**Passage given**
A programmer can put together an application using the components provided with Visual Basic itself. Programs written in Visual Basic can also use the Windows API, but doing so requires external function declarations.
The final release was version 6 in 1998. Microsoft's extended support ended in March 2008 and the designated successor was Visual Basic .NET.
Like the BASIC programming language, Visual Basic was designed to be easy to learn and use. The language not only allows programmers to create simple GUI applications, but can also develop complex applications.
Programming in VB is a combination of visually arranging components or controls on a form, specifying attributes and actions of those components, and writing additional lines of code for more functionality.
Since default attributes and actions are defined for the components, a simple program can be created without the programmer having to write many lines of code.
Performance problems were experienced by earlier versions, but with faster computers and native code compilation this has become less of an issue.
Although programs can be compiled into native code executables from version 5 onwards, they still require the presence of runtime libraries of approximately 2 MB in size. This runtime is included by default in Windows 2000 and later, but for earlier versions of Windows or Windows Vista, it must be distributed together with the executable.
Forms are created using drag and drop techniques. A tool is used to place controls (e.g., text boxes, buttons, etc.) on the form (window). Controls have attributes and event handlers associated with them. Default values are provided when the control is created, but may be changed by the programmer. Many attribute values can be modified during run time based on user actions or changes in the environment, providing a dynamic application. For example, code can be inserted into the form resize event handler to reposition a control so that it remains centered on the form, expands to fill up the form, etc. By inserting code into the event handler for a keypress in a text box, the program can automatically translate the case of the text being entered, or even prevent certain characters from being inserted.

**Record excerpts**
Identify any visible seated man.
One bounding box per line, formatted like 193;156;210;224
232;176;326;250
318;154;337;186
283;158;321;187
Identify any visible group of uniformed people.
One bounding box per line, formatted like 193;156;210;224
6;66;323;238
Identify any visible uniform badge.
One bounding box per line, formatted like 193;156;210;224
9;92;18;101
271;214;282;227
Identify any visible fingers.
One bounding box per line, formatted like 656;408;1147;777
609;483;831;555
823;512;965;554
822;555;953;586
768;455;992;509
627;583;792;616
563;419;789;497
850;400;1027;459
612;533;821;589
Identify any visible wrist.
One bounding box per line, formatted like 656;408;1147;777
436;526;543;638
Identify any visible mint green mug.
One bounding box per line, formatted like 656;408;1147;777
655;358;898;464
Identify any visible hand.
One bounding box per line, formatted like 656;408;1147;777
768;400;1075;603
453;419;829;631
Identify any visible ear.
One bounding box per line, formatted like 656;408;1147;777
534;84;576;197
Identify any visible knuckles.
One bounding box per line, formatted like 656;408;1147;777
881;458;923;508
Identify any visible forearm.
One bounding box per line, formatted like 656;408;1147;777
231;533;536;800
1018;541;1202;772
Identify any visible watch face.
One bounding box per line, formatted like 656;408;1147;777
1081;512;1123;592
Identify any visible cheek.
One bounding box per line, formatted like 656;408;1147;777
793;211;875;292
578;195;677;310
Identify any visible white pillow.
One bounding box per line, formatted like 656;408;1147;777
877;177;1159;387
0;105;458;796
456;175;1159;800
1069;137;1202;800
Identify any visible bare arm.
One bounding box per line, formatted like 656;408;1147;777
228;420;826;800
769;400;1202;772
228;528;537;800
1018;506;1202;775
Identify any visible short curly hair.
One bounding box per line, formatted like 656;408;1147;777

**Requirements**
Reproduce word for word the part of the Visual Basic passage starting with "Although programs can" and going on through "with the executable.".

**Worked solution**
Although programs can be compiled into native code executables from version 5 onwards, they still require the presence of runtime libraries of approximately 2 MB in size. This runtime is included by default in Windows 2000 and later, but for earlier versions of Windows or Windows Vista, it must be distributed together with the executable.